> 文章:

□ □ □ □ □

Last Updated on 2022-01-17 by Clay

題目

Given a pattern and a string s, find if s follows the same pattern.

Here follow means a full match, such that there is a bijection between a letter in pattern and a non-empty word in s.

Example 1:

Input: pattern = "abba", s = "dog cat cat dog"
Output: true

Example 2:

Input: pattern = "abba", s = "dog cat cat fish"
Output: false

Example 3:

Input: pattern = "aaaa", s = "dog cat cat dog"
Output: false

Constraints:

  • 1 <= pattern.length <= 300
  • pattern contains only lower-case English letters.
  • 1 <= s.length <= 3000
  • s contains only lowercase English letters and spaces ' '.
  • s does not contain any leading or trailing spaces.
  • All the words in s are separated by a single space.

題目給定兩組字串,第一組是 pattern(樣例,模板之類的意思),是某個特定的組合,比方說 abba;另一組輸入字串,比方說 “dog cat cat dog”,這樣就是符合 pattern,因為如果我們把 dog 視為 a、cat 視為 b,也會同樣是 abba 的 pattern —— 這種情況,我們回傳 true。

反之,若是另外一組輸入字串是 “dog cat cat fish”,那麼就不符合 pattern 了。


解題思路

首先,我將輸入字串以空白隔開(這樣會區分出一個個的詞),接著按照順序,將該詞對應到同樣 index 的 pattern 的字元。

假設我的 tokens 是一個列表(實際上為了節省記憶體所以不是,不過可以假設它是)那麼 tokens[i] 對應 pattern[i],如果 tokens[i] 已經存在於對應關係表但是對應關係表儲存的字元不對應當前的 pattern[i],那麼輸入字串很明顯不對應 pattern,返回 false。

另外就是不同的詞對應同一個 pattern 字元,那很顯然也不對應 pattern。

比方說以 Example 2 而言,我解題的過程可以理解為:

pattern: "abba"
tokens: [dog, cat, cat, fish]

i=0, s[0]="dog", pattern[0]='a':
s2p = [
    dog => a
]

i=1, s[1]="cat", pattern[1]='b':
s2p = [
    dog => a
    cat => b
]

i=2, s[2]="cat", pattern[2]='b':
s2p = [
    dog => a
    cat => b
]

i=3, s[3]="fish", pattern[3]='a':
s2p = [
    dog => a
    cat => b
    fish => a  <------------- Error!
]


只有一切都沒有發生錯誤地走到最後,才會回傳 true。


複雜度

Time ComplexityO(n)
Space ComplexityO(n)

□ □ □ □ □

> 資料內容:
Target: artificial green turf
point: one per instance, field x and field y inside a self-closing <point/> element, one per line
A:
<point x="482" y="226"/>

□ □ □ □ □

> 任務說明:
根據文章的解題思路,說明在 Example 2 處理到 i=3 時,為什麼會判定輸入字串不符合 pattern。

> 任務解答:
i=3 時,詞 "fish" 要對應 pattern[3] 的字元 a。可是 a 先前已經對應了 "dog"。文章說明,不同的詞對應同一個 pattern 字元,就不符合 pattern,所以這一步出錯。